**Exercise**
Pick out every line in the rows below that contains the word "decal", and copy each of those lines. Case counts.

**Data for this task**
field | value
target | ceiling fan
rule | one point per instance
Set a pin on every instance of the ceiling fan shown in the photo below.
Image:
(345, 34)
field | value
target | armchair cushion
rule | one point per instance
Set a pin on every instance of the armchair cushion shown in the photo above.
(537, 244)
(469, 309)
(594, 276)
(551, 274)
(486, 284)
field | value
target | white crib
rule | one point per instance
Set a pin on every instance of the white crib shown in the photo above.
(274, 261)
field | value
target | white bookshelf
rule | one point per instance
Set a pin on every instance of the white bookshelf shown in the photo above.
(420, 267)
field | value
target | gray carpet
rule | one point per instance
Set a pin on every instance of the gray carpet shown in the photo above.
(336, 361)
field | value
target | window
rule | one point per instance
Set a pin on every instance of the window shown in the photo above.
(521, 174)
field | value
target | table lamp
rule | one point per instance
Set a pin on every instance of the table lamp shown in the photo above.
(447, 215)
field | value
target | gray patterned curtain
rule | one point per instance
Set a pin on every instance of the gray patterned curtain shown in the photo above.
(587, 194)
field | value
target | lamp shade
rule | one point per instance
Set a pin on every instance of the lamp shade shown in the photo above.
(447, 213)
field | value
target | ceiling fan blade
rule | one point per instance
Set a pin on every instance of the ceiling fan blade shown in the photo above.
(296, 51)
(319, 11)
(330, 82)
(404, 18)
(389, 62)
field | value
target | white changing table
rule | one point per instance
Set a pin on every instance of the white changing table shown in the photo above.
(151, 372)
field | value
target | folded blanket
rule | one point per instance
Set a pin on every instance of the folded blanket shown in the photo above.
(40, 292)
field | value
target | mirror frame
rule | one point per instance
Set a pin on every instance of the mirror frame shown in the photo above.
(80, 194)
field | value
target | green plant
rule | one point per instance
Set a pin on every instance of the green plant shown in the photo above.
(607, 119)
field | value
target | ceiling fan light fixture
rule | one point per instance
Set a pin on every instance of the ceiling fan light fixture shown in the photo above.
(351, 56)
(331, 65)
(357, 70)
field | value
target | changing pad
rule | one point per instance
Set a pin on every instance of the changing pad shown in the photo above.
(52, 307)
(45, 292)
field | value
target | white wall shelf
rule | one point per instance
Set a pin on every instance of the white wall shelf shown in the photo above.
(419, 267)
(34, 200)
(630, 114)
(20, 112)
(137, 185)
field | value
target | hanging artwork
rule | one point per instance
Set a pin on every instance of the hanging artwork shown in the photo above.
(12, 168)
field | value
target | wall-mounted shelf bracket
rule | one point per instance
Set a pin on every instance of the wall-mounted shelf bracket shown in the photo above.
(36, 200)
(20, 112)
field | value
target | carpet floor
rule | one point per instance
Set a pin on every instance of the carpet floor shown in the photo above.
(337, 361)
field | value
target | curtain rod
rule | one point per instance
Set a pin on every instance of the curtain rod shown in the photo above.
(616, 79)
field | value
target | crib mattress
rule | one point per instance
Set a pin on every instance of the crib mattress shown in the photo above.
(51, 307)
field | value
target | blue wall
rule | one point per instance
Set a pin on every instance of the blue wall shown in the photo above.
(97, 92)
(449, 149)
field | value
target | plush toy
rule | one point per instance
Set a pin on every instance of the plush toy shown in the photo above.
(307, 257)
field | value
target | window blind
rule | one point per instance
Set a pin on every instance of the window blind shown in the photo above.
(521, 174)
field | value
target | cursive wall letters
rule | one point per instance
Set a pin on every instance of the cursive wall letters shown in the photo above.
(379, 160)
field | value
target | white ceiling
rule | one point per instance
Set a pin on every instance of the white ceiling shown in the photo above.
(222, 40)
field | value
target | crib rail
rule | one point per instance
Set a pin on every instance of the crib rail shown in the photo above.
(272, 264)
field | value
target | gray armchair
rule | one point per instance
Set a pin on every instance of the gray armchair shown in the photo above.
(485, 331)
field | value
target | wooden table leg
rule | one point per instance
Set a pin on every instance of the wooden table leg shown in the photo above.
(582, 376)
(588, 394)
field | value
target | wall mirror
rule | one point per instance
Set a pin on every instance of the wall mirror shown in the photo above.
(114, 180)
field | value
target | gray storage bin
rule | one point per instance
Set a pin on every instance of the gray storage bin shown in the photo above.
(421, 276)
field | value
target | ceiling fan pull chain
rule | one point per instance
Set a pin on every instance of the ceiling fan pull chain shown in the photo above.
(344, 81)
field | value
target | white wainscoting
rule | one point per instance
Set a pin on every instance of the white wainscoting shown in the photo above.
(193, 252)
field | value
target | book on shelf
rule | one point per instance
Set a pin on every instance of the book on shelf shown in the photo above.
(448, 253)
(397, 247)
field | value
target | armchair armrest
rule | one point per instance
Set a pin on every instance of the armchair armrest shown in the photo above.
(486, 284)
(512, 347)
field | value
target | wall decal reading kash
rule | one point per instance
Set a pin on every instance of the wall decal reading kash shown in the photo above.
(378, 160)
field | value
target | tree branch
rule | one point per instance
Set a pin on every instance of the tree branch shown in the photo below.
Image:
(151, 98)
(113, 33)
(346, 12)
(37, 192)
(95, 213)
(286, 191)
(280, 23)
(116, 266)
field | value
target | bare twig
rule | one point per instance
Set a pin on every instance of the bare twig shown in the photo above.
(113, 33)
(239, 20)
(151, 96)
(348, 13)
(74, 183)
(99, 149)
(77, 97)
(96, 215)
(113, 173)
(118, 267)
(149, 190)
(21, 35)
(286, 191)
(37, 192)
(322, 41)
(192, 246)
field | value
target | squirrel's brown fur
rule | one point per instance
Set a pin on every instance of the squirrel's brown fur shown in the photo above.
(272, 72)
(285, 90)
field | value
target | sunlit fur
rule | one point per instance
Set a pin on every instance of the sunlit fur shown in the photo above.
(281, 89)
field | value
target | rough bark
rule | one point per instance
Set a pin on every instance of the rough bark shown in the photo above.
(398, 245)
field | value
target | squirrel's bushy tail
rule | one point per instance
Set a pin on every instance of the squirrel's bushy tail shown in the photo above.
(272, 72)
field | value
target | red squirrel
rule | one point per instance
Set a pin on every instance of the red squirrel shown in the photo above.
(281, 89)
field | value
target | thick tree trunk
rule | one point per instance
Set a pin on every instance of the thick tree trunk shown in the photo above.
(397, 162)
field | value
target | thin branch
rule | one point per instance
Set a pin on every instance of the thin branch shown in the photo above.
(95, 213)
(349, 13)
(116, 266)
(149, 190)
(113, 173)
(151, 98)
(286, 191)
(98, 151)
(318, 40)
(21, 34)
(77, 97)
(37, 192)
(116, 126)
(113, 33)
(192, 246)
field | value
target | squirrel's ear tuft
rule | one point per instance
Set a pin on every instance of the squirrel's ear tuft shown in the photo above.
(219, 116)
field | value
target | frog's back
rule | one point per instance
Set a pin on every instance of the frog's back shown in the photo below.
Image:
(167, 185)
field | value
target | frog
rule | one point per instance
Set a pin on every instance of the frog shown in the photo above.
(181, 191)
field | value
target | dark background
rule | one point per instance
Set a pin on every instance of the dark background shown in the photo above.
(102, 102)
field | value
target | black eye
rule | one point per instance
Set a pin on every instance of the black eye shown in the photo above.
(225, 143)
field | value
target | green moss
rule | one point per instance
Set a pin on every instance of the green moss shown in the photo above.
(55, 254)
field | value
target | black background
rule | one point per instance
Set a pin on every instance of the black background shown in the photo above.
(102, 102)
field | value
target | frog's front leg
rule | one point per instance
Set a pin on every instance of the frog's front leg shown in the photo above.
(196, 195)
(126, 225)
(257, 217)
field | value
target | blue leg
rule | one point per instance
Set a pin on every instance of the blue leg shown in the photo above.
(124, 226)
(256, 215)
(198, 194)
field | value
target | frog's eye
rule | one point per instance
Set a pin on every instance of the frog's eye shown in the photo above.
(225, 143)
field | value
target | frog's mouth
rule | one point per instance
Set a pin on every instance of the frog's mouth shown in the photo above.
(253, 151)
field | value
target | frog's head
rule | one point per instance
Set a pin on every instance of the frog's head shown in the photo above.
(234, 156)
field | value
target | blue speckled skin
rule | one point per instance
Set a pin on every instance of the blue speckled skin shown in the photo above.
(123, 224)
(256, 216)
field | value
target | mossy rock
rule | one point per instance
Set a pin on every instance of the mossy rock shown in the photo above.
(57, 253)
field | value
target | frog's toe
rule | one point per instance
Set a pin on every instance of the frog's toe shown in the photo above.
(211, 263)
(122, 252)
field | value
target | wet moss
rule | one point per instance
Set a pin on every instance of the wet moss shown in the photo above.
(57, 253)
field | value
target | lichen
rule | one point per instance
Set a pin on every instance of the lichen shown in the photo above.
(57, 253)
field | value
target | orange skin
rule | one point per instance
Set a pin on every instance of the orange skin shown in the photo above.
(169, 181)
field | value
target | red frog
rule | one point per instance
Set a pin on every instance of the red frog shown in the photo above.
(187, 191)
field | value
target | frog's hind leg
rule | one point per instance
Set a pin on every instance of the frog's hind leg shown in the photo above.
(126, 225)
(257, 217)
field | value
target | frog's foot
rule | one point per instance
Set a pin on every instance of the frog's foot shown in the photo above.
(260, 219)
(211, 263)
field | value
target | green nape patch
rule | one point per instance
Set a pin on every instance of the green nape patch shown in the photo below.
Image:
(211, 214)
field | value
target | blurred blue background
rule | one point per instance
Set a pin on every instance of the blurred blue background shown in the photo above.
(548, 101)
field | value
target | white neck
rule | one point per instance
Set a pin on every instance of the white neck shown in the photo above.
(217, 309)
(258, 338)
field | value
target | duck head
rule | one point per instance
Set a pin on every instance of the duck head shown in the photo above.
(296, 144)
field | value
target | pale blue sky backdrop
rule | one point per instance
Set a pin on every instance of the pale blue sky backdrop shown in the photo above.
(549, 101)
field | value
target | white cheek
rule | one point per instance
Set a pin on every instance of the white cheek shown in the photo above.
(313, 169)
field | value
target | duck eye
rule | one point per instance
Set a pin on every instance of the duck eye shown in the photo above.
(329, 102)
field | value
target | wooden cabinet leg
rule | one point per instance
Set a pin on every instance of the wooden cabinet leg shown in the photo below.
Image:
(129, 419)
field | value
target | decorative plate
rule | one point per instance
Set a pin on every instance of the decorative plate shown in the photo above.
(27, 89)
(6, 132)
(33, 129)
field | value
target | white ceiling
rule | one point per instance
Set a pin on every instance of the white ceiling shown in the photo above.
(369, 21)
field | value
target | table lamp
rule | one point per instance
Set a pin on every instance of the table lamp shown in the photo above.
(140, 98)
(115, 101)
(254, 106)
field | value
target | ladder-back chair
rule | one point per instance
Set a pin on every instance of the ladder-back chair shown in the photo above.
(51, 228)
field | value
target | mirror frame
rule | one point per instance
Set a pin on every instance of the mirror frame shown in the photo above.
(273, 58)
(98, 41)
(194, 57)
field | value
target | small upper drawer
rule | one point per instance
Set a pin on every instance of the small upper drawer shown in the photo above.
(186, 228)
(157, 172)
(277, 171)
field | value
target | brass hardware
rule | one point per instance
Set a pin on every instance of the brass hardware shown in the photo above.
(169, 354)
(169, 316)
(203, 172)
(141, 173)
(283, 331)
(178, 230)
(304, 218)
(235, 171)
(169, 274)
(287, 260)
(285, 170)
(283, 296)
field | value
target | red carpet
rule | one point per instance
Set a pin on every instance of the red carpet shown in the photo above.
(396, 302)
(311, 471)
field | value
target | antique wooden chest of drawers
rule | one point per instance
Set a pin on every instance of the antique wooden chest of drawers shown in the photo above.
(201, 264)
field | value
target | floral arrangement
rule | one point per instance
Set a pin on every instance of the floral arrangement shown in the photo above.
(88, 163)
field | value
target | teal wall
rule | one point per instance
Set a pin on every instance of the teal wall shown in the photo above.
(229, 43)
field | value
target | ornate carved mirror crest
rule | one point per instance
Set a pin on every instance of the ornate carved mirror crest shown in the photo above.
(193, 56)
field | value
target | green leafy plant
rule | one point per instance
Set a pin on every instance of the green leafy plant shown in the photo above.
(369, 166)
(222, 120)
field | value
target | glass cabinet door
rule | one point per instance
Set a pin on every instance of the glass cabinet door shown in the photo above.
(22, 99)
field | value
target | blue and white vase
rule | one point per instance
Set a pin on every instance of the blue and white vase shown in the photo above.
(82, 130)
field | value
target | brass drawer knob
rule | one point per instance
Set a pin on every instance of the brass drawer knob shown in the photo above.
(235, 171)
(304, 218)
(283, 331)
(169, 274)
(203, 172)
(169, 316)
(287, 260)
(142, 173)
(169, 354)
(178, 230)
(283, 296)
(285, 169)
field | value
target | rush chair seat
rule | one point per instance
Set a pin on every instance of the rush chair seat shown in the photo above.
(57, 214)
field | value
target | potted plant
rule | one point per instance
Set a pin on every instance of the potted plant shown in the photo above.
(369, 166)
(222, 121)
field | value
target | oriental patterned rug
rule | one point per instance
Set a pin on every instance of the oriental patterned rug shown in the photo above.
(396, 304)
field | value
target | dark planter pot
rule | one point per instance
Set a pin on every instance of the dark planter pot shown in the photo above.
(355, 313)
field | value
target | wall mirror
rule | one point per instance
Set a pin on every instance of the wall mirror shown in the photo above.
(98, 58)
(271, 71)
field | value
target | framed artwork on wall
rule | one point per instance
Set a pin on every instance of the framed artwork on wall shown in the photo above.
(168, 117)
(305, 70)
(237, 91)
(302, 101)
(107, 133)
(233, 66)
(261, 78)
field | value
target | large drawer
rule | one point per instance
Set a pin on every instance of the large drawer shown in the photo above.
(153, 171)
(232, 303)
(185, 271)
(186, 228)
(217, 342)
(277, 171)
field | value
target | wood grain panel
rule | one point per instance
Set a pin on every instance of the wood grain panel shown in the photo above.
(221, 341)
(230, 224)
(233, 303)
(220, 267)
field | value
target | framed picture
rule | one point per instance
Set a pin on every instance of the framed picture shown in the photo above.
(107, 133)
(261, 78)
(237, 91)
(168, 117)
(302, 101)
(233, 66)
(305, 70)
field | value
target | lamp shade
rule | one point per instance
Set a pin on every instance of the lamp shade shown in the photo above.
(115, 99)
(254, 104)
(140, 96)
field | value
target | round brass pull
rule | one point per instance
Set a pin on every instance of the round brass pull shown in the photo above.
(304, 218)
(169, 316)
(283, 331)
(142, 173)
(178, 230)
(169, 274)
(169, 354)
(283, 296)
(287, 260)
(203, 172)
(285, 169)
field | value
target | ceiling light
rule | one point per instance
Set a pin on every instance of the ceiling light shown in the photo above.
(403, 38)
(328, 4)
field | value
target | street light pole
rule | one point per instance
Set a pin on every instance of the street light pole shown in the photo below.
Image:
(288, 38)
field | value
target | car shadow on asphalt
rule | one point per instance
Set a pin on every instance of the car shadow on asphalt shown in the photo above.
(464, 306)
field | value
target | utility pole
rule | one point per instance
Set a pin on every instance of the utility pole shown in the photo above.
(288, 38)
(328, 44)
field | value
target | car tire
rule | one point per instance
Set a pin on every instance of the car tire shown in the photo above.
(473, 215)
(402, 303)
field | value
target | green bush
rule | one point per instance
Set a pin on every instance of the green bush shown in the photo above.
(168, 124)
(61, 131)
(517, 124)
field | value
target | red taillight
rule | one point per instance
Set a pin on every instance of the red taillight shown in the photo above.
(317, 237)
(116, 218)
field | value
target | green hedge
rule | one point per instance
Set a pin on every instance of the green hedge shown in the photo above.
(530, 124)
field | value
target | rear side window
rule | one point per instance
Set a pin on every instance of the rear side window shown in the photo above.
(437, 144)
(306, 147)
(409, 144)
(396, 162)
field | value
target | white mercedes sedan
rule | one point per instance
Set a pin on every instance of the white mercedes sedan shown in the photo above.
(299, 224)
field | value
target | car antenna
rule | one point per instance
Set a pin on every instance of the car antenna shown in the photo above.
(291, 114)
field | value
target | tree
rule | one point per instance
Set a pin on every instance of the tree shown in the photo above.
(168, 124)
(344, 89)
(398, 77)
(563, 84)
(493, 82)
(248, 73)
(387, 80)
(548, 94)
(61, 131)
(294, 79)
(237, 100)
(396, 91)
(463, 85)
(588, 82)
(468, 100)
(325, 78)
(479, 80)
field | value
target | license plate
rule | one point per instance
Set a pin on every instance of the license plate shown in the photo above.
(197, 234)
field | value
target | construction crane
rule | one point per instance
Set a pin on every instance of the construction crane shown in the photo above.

**Task output**
target | wall decal reading kash
Set a pin on every instance of the wall decal reading kash shown in the photo above.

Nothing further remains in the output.